[Position annotation records]

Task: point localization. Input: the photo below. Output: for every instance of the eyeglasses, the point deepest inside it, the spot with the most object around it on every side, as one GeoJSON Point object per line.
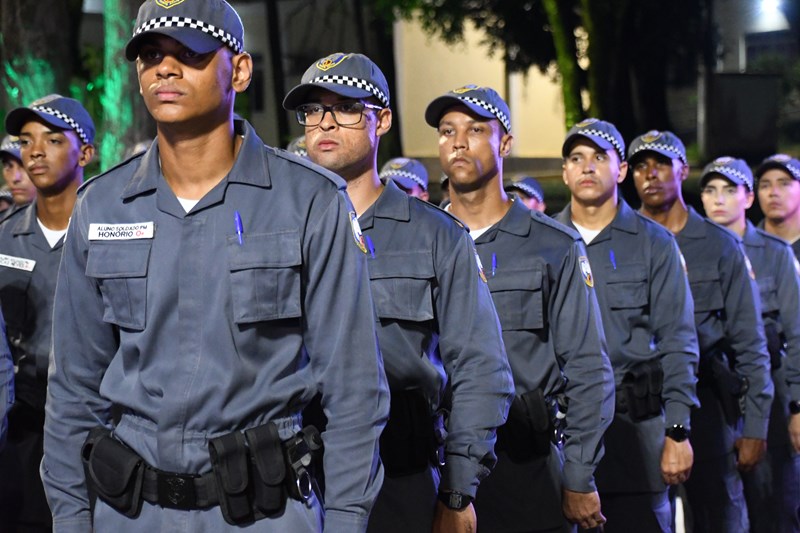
{"type": "Point", "coordinates": [344, 113]}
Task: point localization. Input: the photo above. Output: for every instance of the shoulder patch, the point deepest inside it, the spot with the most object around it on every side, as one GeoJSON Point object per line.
{"type": "Point", "coordinates": [586, 270]}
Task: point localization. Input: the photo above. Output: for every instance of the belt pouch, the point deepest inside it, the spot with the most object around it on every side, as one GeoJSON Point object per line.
{"type": "Point", "coordinates": [269, 493]}
{"type": "Point", "coordinates": [642, 385]}
{"type": "Point", "coordinates": [406, 439]}
{"type": "Point", "coordinates": [229, 459]}
{"type": "Point", "coordinates": [527, 432]}
{"type": "Point", "coordinates": [115, 471]}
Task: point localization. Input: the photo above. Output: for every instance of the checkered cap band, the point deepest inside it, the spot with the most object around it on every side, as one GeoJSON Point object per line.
{"type": "Point", "coordinates": [530, 191]}
{"type": "Point", "coordinates": [185, 22]}
{"type": "Point", "coordinates": [66, 118]}
{"type": "Point", "coordinates": [354, 82]}
{"type": "Point", "coordinates": [403, 174]}
{"type": "Point", "coordinates": [607, 136]}
{"type": "Point", "coordinates": [494, 110]}
{"type": "Point", "coordinates": [732, 173]}
{"type": "Point", "coordinates": [662, 146]}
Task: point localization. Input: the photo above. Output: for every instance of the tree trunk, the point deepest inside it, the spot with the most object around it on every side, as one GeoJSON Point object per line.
{"type": "Point", "coordinates": [567, 61]}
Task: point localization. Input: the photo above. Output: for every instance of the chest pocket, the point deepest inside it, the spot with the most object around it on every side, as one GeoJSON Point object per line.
{"type": "Point", "coordinates": [769, 294]}
{"type": "Point", "coordinates": [121, 268]}
{"type": "Point", "coordinates": [627, 286]}
{"type": "Point", "coordinates": [402, 285]}
{"type": "Point", "coordinates": [518, 298]}
{"type": "Point", "coordinates": [265, 276]}
{"type": "Point", "coordinates": [706, 290]}
{"type": "Point", "coordinates": [15, 299]}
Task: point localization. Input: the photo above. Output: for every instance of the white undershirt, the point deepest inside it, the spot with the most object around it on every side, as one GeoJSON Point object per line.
{"type": "Point", "coordinates": [52, 235]}
{"type": "Point", "coordinates": [187, 204]}
{"type": "Point", "coordinates": [587, 234]}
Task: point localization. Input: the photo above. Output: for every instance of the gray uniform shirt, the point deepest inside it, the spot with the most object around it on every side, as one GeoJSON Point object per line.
{"type": "Point", "coordinates": [646, 304]}
{"type": "Point", "coordinates": [28, 271]}
{"type": "Point", "coordinates": [540, 281]}
{"type": "Point", "coordinates": [726, 309]}
{"type": "Point", "coordinates": [776, 271]}
{"type": "Point", "coordinates": [192, 334]}
{"type": "Point", "coordinates": [437, 320]}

[THE REQUEST]
Copy out each record shown above without alteration, skipping any picture.

[ANSWER BELOW]
Task: point localization. Input: the photo below. Output: for every instance of the eyeglasses, the point deepest inside it, the spot with the most object around it on every side, as one GeoJSON Point object per line.
{"type": "Point", "coordinates": [344, 113]}
Task: point localization. Input: the photo above. Output: for every instance of the shoulder patch, the point deepest inside it, the spot with the most object around it on every side, as one GeoJSON Point object per line.
{"type": "Point", "coordinates": [586, 270]}
Task: point localization. Input: the photo above. Output: for every instance of the belt pouch, the point deepest inside it, the spot with the most object around it on every side, as one GeoJSON Point object per line.
{"type": "Point", "coordinates": [269, 493]}
{"type": "Point", "coordinates": [642, 385]}
{"type": "Point", "coordinates": [406, 439]}
{"type": "Point", "coordinates": [229, 459]}
{"type": "Point", "coordinates": [527, 432]}
{"type": "Point", "coordinates": [115, 471]}
Task: point localization. Input: the photo above. Output: for every instance of the checkered cap band, the point deepest inside it, the spot with the most object around it on every side, as one GeoJSON Point object per line.
{"type": "Point", "coordinates": [530, 191]}
{"type": "Point", "coordinates": [185, 22]}
{"type": "Point", "coordinates": [66, 118]}
{"type": "Point", "coordinates": [354, 82]}
{"type": "Point", "coordinates": [403, 174]}
{"type": "Point", "coordinates": [607, 136]}
{"type": "Point", "coordinates": [494, 110]}
{"type": "Point", "coordinates": [732, 173]}
{"type": "Point", "coordinates": [662, 146]}
Task: point localization. Input: the photo above. Output: for every instance of the tree trunk, the point deepest inside it, the spot with the most object around it on every side, as one GeoJSON Point object per line.
{"type": "Point", "coordinates": [567, 61]}
Task: point localization. Input: the photo above. Output: for every instance of the chest pocket, the point deepest inside it, the spot with the most object around it on every side, as one GeoJSON Point object per line.
{"type": "Point", "coordinates": [769, 294]}
{"type": "Point", "coordinates": [121, 268]}
{"type": "Point", "coordinates": [627, 286]}
{"type": "Point", "coordinates": [402, 285]}
{"type": "Point", "coordinates": [518, 298]}
{"type": "Point", "coordinates": [265, 276]}
{"type": "Point", "coordinates": [706, 290]}
{"type": "Point", "coordinates": [15, 299]}
Task: point localization. Input: the photo above. Output: for every instance of the white undershirt, the point deepest inside it, the spot with the most object around it on every side, as one GeoJSON Point object per line.
{"type": "Point", "coordinates": [52, 235]}
{"type": "Point", "coordinates": [187, 204]}
{"type": "Point", "coordinates": [587, 234]}
Task: point localization. Input: the photo above. Output: for every instance of the gray uniform shirt, the point deepest inside it, the spot with the most object around it on every side, as one GeoJSON Point object per line.
{"type": "Point", "coordinates": [646, 304]}
{"type": "Point", "coordinates": [28, 271]}
{"type": "Point", "coordinates": [540, 281]}
{"type": "Point", "coordinates": [726, 309]}
{"type": "Point", "coordinates": [776, 271]}
{"type": "Point", "coordinates": [192, 334]}
{"type": "Point", "coordinates": [437, 320]}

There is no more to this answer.